#### Written instruction
Edit everything from the start of the entries down to the line containing "16 41 22 60" so that "tree trunk" becomes "tree stump", and keep everything else the same. Leave the pictures out of your answer.

**********

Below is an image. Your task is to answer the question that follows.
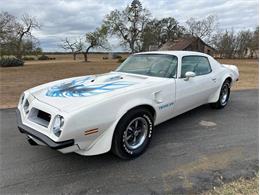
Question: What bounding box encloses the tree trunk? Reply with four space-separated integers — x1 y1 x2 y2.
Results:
84 45 93 62
16 41 22 60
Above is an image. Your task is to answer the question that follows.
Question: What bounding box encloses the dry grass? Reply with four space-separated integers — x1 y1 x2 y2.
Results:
203 176 259 195
0 54 258 108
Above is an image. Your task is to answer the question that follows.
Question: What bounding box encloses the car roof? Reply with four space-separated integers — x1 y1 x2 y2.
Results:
134 51 209 57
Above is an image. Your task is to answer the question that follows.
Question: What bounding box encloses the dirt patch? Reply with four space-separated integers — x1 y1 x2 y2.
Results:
0 54 258 108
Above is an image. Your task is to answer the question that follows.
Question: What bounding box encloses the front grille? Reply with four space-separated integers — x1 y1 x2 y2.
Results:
23 100 30 114
28 108 51 127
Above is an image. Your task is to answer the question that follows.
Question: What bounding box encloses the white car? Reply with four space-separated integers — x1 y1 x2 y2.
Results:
17 51 239 159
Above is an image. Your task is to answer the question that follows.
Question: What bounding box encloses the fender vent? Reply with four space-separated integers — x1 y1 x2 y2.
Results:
28 108 51 127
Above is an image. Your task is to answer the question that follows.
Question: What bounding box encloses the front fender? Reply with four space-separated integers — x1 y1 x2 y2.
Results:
76 98 155 156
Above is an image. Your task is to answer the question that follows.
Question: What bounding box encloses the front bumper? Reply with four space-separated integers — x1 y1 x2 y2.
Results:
16 109 74 150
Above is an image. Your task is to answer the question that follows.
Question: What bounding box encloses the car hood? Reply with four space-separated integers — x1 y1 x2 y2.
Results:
29 72 153 112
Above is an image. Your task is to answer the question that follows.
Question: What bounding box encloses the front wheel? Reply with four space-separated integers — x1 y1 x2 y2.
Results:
112 108 153 159
210 80 230 109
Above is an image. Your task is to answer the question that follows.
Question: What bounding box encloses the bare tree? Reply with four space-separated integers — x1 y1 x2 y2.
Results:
142 17 184 51
186 16 217 40
16 14 40 59
236 30 253 58
212 30 237 58
60 37 84 60
83 25 109 62
0 12 39 59
104 0 150 53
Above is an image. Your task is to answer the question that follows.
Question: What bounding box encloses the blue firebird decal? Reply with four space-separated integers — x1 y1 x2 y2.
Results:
46 77 134 97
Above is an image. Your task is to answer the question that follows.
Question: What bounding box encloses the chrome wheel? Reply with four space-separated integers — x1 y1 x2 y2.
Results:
220 84 229 105
123 117 149 150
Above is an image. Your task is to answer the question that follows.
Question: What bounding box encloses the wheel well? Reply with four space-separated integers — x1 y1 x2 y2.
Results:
225 77 232 84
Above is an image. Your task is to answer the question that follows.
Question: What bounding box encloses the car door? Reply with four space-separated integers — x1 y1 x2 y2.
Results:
176 55 216 113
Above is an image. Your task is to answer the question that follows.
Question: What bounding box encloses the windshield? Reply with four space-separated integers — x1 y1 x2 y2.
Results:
116 54 178 78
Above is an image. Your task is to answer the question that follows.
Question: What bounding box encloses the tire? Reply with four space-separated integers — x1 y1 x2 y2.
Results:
210 80 230 109
112 108 154 159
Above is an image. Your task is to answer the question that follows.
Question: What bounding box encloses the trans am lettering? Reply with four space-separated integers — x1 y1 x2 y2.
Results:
46 77 134 97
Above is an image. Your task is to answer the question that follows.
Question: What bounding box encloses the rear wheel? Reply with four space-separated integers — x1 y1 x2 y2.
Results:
112 108 153 159
210 80 230 109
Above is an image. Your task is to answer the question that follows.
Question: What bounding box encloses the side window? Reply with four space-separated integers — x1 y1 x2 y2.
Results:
181 56 211 78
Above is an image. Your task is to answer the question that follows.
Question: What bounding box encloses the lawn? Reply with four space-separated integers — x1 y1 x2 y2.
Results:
0 54 258 108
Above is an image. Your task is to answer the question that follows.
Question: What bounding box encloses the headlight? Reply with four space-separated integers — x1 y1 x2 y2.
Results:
52 115 64 137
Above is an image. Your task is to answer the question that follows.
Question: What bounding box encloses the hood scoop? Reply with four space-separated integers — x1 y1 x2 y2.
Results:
91 74 123 83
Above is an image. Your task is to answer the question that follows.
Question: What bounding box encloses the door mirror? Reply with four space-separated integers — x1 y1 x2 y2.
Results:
184 71 196 81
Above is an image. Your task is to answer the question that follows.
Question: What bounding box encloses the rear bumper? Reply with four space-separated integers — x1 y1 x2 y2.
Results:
16 109 74 150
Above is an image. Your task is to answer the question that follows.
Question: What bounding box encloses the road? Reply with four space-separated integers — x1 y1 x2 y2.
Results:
0 90 258 194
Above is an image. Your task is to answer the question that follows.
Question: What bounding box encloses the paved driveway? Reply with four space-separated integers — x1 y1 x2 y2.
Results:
0 90 258 194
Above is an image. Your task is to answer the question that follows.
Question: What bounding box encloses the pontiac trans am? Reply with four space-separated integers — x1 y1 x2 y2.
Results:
17 51 239 159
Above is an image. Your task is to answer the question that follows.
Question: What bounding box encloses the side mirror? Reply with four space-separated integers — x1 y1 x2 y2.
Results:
184 71 196 81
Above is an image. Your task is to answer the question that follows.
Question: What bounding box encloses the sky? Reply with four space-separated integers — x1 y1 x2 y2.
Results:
0 0 259 51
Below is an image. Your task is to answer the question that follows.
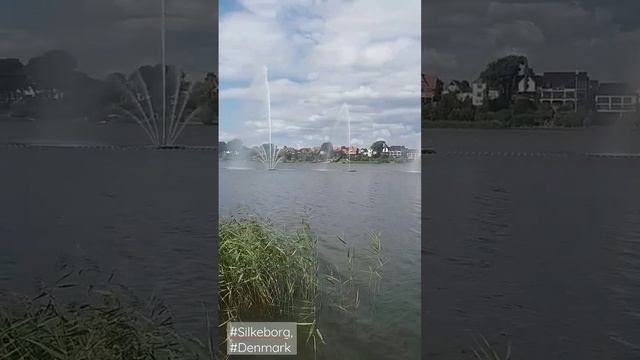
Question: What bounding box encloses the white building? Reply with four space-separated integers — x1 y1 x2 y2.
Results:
595 83 638 113
471 81 500 106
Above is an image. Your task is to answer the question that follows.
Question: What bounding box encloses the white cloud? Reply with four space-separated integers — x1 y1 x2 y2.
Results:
219 0 421 146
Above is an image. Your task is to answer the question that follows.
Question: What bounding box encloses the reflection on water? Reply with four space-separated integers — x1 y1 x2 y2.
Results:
220 163 421 359
422 130 640 360
0 148 217 339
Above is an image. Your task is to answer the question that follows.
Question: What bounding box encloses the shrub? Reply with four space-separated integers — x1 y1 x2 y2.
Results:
510 113 536 127
557 112 586 127
0 277 213 360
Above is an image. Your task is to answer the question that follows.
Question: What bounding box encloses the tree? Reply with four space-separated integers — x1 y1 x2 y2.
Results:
371 140 386 157
25 50 78 91
196 73 218 125
480 55 533 102
320 142 333 157
0 59 27 102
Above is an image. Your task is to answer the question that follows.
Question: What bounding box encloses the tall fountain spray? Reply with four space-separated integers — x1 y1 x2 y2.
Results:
264 66 274 170
258 66 282 170
340 104 355 172
160 0 167 144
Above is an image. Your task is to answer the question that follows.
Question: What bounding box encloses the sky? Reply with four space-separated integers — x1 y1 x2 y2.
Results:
422 0 640 86
0 0 218 77
219 0 421 147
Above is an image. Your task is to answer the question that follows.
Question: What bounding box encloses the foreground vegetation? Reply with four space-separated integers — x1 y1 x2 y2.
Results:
218 218 384 358
0 273 213 360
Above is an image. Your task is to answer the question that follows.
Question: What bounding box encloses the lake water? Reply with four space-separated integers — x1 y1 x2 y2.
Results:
0 122 217 338
219 162 421 359
422 127 640 360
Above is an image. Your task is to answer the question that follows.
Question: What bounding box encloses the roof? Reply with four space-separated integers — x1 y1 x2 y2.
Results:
539 71 589 89
596 83 635 96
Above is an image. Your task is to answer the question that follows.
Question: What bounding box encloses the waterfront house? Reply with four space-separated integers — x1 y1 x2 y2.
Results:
471 80 500 106
389 145 407 157
538 71 592 111
369 143 389 156
407 149 420 160
422 73 442 104
595 83 638 113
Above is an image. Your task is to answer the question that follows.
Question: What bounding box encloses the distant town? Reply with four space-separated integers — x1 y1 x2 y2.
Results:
422 55 639 127
218 139 421 162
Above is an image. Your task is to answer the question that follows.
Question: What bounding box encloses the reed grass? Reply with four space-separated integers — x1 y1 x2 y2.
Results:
218 217 384 358
473 336 511 360
0 272 213 360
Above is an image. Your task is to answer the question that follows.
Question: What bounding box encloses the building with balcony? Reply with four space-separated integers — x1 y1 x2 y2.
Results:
595 83 638 113
422 74 443 104
538 71 592 111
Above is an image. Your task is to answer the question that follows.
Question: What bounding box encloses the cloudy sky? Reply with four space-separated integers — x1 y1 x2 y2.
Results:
422 0 640 86
0 0 218 77
219 0 421 147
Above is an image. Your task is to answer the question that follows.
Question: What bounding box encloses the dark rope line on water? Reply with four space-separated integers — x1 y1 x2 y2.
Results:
430 151 640 159
0 143 216 151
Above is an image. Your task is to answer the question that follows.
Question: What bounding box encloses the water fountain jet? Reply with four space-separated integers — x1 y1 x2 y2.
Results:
258 66 282 171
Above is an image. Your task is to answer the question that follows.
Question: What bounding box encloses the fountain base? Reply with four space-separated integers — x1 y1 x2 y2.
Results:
156 145 186 150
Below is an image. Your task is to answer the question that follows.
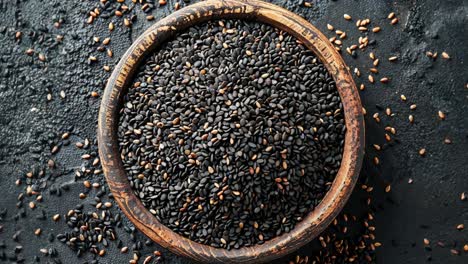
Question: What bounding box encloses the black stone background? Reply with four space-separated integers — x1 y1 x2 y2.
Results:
0 0 468 264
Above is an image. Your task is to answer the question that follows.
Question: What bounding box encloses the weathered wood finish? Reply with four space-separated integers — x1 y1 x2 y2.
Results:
98 0 364 263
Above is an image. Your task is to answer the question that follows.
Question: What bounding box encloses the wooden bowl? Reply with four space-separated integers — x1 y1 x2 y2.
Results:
98 0 364 263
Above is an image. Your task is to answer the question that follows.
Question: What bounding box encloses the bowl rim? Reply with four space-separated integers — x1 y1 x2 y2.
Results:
97 0 364 263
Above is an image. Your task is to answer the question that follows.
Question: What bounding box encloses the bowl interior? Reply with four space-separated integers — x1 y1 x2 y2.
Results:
98 0 364 263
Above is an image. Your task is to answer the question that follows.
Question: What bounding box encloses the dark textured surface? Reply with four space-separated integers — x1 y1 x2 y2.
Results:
0 0 468 263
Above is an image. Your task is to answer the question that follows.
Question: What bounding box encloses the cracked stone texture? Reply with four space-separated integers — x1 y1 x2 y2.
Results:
0 0 468 264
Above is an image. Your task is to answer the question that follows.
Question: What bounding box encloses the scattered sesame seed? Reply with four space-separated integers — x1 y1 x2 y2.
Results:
442 51 450 60
418 148 426 156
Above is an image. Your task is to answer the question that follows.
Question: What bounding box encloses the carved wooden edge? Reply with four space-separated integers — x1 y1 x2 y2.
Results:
98 0 364 263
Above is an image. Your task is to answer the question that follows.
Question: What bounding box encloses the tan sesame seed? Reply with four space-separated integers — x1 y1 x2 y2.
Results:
380 77 389 83
385 185 392 193
374 157 380 165
52 214 60 222
385 107 392 116
418 148 426 156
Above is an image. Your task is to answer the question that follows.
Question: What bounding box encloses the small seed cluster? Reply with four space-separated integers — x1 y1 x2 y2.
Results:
118 21 345 249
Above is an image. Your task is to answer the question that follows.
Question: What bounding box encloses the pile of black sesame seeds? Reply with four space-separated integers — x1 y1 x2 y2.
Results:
118 21 345 249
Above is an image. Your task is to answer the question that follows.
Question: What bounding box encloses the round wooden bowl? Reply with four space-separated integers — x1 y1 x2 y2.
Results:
98 0 364 263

**********

#### Worked answer
Below is an image. Your task is to answer the question that follows.
Question: What bounding box encloses the tree stump? Reply with four space-separated integers — x1 y1 x2 y2.
Results:
84 45 93 62
16 41 22 60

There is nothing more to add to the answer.